Text to read.
>>>

These truths are to-day common knowledge. We all know that the power of government does not reside in practice with the people, but with some body which remains for most of us undefined. It is the peculiar service of the authors of The Party System to have defined that body for us and to have exposed its nature and composition. Bagehot referred to this body as the Cabinet; in The Party System it is shown that this body is really composed of the members of the two Front Benches, which form "one close oligarchical corporation, admission to which is only to be gained by the consent of those who have already secured places therein." The greater number, and by far the most important members, of this corporation enter by right of relationship, and these family ties are not confined to the separate sides of the House. They unite the Ministerial with the Opposition Front Bench as closely as they unite Ministers and ex-Ministers to each other. There is thus formed a governing group which has attained absolute control over the procedure of the House of Commons. It can settle how much time shall be given to the discussion of any subject, and therefore, in effect, determine whether any particular measure shall have a chance of passing into law. It can also settle what subjects may be discussed and what may be said on those subjects. Further, this group has at its disposal large funds which are secretly subscribed and secretly disbursed, and, by the use of these funds, as well as by other means, it is able to control elections and decide to a considerable extent who shall be the representatives of the people.
Can this system be mended? Is any reform possible within the system itself? As long ago as 1899, in the first important book he published, Mr. Belloc wrote these words:
... the Mandat Impératif, the brutal and decisive weapon of the democrats, the binding by an oath of all delegates, the mechanical responsibility against which Burke had pleaded at Bristol, which the American constitution vainly attempted to exclude in its principal election, and which must in the near future be the method of our final reforms.
It is a striking example of the solidity of Mr. Belloc's opinions to find him expressing, twelve years later, exactly the same views. He went into Parliament in 1906 holding this view; he came out of Parliament in 1910 confirmed in it. In 1911, the only possible means of reforming our Parliamentary system, so far as he can see, is this:
It might be possible, by scattering and using a sufficient number of trained workers, to extract from candidates definite pledges during the electoral period.... The principal pledge which should and could be extracted from candidates would be a pledge that they would vote against the Government—whatever its composition—unless there were carried through the House of Commons, within a set time, those measures to which they stood pledged already in their election addresses and on the platform.
But, just as Mr. Belloc realizes that the power of government must always rest ultimately with the majority of the people, so he realizes that all final reforms are brought about by the will of the majority. Consequently, the first need in the attempt to remedy any evil is exposure. The political education of democracy is the first step towards a reform.
To tell a particular truth with regard to a particular piece of corruption is, of course, dangerous in the extreme; the rash man who might be tempted to employ this weapon would find himself bankrupted or in prison, and probably both. But the general nature of the unpleasant thing can be drilled into the public by books, articles, and speeches.

<<<

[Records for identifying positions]

>>>

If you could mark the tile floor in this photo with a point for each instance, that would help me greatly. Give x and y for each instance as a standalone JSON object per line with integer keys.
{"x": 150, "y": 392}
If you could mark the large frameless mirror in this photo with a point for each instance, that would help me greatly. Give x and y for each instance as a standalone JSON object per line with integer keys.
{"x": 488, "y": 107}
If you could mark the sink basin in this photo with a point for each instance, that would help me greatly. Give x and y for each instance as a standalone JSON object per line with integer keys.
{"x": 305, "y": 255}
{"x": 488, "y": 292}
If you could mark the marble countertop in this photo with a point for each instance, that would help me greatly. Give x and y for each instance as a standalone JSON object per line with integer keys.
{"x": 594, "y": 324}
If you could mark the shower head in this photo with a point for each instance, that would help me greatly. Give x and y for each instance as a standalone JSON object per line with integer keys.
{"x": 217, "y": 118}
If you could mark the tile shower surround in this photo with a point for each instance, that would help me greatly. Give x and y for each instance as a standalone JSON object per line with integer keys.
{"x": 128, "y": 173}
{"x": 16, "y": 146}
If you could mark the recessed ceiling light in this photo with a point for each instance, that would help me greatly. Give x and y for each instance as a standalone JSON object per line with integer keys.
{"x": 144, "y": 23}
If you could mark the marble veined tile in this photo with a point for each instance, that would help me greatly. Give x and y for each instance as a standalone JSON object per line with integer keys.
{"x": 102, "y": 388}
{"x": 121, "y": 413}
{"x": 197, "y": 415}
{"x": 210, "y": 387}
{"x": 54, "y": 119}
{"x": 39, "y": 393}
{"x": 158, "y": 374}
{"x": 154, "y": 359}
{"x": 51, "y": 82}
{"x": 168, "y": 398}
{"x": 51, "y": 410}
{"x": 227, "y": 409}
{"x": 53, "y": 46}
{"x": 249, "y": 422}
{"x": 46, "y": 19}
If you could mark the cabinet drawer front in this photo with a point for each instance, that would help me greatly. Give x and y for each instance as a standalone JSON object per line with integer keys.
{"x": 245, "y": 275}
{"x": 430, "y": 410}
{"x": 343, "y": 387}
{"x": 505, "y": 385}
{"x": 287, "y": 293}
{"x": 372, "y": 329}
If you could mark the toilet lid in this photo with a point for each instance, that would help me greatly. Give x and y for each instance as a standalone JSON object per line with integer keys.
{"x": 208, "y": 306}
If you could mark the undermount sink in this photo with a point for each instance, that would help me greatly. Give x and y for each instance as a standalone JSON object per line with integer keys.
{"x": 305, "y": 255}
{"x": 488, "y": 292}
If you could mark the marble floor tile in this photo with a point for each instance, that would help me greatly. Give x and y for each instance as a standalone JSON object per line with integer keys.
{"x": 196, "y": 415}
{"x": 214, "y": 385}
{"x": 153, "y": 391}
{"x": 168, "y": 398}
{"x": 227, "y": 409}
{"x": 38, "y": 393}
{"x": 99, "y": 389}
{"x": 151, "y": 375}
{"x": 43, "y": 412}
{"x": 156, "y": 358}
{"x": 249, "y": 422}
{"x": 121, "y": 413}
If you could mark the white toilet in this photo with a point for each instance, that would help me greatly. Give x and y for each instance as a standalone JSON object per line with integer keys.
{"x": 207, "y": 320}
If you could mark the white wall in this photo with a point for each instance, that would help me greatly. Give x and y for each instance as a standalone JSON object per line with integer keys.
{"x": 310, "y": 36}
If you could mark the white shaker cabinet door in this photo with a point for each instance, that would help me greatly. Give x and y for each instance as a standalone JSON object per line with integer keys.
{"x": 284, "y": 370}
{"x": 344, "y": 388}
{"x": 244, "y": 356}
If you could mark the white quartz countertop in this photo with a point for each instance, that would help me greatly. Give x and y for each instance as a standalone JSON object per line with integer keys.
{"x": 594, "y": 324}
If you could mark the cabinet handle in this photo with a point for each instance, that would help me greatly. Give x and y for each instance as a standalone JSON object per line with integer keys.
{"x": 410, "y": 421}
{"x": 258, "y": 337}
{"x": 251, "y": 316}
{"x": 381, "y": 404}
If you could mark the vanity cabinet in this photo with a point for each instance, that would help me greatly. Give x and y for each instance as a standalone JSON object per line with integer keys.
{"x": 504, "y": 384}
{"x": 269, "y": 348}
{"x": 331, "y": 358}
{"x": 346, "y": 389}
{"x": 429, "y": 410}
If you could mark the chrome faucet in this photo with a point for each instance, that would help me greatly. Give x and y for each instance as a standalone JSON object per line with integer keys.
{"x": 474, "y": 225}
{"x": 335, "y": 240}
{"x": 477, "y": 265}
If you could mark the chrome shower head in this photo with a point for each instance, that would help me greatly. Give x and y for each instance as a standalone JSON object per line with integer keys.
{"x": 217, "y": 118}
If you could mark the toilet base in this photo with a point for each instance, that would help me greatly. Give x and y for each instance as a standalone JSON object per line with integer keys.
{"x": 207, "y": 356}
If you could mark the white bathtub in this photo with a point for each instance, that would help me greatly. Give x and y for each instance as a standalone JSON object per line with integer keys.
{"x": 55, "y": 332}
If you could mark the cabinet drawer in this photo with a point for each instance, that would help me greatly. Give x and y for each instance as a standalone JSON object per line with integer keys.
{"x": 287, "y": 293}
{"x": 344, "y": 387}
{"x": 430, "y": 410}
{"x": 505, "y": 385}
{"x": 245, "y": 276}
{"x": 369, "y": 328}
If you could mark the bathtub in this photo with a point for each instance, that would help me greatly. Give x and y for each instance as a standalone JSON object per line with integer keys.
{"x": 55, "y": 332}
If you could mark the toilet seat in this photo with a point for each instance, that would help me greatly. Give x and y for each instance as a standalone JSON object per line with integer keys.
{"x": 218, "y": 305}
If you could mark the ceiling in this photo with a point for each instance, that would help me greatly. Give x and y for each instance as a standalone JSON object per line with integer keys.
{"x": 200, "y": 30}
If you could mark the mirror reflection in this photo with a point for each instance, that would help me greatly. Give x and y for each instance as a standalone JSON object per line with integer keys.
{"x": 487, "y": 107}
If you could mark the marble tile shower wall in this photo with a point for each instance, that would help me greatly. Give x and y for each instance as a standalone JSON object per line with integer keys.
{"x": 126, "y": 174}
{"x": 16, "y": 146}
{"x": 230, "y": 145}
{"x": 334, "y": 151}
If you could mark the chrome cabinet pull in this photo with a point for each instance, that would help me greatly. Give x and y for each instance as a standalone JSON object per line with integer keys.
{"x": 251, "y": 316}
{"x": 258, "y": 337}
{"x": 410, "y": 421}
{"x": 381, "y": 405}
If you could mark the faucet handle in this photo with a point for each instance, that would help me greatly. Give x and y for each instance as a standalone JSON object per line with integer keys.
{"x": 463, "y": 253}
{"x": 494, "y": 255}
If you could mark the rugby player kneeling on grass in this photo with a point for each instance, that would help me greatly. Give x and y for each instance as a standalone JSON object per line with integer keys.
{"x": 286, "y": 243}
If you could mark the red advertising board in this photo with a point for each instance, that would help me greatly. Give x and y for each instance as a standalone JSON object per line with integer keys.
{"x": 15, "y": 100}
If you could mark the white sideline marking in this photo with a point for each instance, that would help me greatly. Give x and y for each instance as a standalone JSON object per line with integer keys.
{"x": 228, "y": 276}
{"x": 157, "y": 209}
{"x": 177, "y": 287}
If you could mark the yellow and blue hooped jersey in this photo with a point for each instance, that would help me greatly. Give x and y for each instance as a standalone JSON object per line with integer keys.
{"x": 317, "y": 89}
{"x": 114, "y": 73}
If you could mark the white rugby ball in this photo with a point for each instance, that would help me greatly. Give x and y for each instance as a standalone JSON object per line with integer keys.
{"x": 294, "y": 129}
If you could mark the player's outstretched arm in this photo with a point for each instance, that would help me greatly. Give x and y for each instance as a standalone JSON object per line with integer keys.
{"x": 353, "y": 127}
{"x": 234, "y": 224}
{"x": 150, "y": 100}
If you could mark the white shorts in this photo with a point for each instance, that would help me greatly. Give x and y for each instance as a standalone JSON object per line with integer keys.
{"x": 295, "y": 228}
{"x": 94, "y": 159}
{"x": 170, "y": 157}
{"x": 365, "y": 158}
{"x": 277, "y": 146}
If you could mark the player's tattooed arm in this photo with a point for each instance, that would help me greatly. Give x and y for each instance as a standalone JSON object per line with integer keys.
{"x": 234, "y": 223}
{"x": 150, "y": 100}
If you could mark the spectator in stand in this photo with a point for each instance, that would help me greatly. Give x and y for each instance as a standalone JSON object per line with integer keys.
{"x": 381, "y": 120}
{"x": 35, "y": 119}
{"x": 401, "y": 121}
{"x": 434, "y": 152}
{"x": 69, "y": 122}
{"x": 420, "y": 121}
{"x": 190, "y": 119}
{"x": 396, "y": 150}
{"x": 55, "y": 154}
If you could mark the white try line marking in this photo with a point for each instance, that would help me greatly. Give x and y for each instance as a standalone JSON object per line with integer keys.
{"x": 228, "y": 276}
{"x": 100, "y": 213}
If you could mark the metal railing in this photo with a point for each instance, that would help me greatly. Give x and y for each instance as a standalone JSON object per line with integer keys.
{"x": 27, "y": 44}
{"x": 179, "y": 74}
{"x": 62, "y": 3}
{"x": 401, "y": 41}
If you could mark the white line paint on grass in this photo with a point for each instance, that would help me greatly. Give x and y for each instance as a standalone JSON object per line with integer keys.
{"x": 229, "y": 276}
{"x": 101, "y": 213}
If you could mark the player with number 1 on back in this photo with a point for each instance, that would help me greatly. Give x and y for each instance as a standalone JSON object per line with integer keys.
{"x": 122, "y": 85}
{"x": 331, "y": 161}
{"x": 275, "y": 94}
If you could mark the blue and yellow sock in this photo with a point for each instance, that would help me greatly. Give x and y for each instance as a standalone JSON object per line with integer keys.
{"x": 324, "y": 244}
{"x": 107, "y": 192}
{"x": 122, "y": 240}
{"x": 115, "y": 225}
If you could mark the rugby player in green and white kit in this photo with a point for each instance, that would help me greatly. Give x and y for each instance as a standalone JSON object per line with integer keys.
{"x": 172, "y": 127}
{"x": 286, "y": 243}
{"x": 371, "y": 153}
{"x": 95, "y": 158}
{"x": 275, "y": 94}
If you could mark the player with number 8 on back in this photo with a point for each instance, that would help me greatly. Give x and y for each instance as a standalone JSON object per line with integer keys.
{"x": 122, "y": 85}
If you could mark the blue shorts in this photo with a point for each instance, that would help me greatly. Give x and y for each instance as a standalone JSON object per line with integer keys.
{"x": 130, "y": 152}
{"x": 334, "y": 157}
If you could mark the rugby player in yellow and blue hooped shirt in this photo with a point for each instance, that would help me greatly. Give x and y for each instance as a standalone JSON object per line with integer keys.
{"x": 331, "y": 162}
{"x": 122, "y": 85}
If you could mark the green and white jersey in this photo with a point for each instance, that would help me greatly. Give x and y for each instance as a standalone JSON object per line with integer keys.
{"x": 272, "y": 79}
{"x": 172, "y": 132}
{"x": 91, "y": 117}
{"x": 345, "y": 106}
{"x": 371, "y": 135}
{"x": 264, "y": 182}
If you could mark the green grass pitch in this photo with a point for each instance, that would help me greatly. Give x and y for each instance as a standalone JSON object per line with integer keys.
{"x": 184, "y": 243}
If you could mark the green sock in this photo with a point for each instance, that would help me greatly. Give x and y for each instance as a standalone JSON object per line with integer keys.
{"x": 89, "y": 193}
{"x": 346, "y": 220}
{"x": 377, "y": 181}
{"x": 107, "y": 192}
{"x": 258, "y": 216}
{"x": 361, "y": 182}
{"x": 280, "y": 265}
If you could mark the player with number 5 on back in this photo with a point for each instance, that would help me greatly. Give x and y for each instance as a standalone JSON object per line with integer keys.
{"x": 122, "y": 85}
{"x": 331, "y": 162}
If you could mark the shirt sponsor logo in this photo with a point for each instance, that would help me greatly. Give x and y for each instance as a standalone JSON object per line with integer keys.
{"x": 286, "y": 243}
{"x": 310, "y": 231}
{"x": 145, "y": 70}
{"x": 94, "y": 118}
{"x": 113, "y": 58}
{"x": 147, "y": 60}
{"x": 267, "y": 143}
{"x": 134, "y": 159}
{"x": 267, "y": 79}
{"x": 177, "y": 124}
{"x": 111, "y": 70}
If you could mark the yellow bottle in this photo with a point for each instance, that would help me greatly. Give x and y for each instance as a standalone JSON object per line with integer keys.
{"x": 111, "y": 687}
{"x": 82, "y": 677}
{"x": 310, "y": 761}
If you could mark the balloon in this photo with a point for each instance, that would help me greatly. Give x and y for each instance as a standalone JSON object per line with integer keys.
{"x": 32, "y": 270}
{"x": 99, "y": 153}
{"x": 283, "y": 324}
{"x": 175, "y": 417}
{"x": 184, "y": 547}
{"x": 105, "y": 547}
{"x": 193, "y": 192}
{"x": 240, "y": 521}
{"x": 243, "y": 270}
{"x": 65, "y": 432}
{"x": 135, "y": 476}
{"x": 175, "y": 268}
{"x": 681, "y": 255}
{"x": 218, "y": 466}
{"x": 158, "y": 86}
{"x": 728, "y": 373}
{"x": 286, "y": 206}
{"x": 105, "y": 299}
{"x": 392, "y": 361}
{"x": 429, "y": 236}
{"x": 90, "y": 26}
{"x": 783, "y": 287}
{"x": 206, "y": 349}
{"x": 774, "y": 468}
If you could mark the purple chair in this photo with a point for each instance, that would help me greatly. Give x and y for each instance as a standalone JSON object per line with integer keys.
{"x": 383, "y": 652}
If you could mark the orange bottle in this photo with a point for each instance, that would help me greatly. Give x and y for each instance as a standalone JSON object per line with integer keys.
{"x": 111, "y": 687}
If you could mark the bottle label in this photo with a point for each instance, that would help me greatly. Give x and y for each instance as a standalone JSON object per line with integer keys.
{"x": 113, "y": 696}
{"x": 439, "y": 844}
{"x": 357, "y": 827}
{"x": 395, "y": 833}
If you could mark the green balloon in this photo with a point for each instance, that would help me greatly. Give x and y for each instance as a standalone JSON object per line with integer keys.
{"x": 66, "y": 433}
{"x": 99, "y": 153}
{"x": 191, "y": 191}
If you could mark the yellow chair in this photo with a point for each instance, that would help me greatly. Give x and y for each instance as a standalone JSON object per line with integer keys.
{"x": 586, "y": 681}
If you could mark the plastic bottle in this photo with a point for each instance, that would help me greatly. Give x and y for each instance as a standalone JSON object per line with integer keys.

<<<

Exercise requirements.
Reproduce the part of the passage on the party system that begins at the words "It is a striking" and stops after "on the platform.". The lines above play no part in what comes next.

Task response.
It is a striking example of the solidity of Mr. Belloc's opinions to find him expressing, twelve years later, exactly the same views. He went into Parliament in 1906 holding this view; he came out of Parliament in 1910 confirmed in it. In 1911, the only possible means of reforming our Parliamentary system, so far as he can see, is this:
It might be possible, by scattering and using a sufficient number of trained workers, to extract from candidates definite pledges during the electoral period.... The principal pledge which should and could be extracted from candidates would be a pledge that they would vote against the Government—whatever its composition—unless there were carried through the House of Commons, within a set time, those measures to which they stood pledged already in their election addresses and on the platform.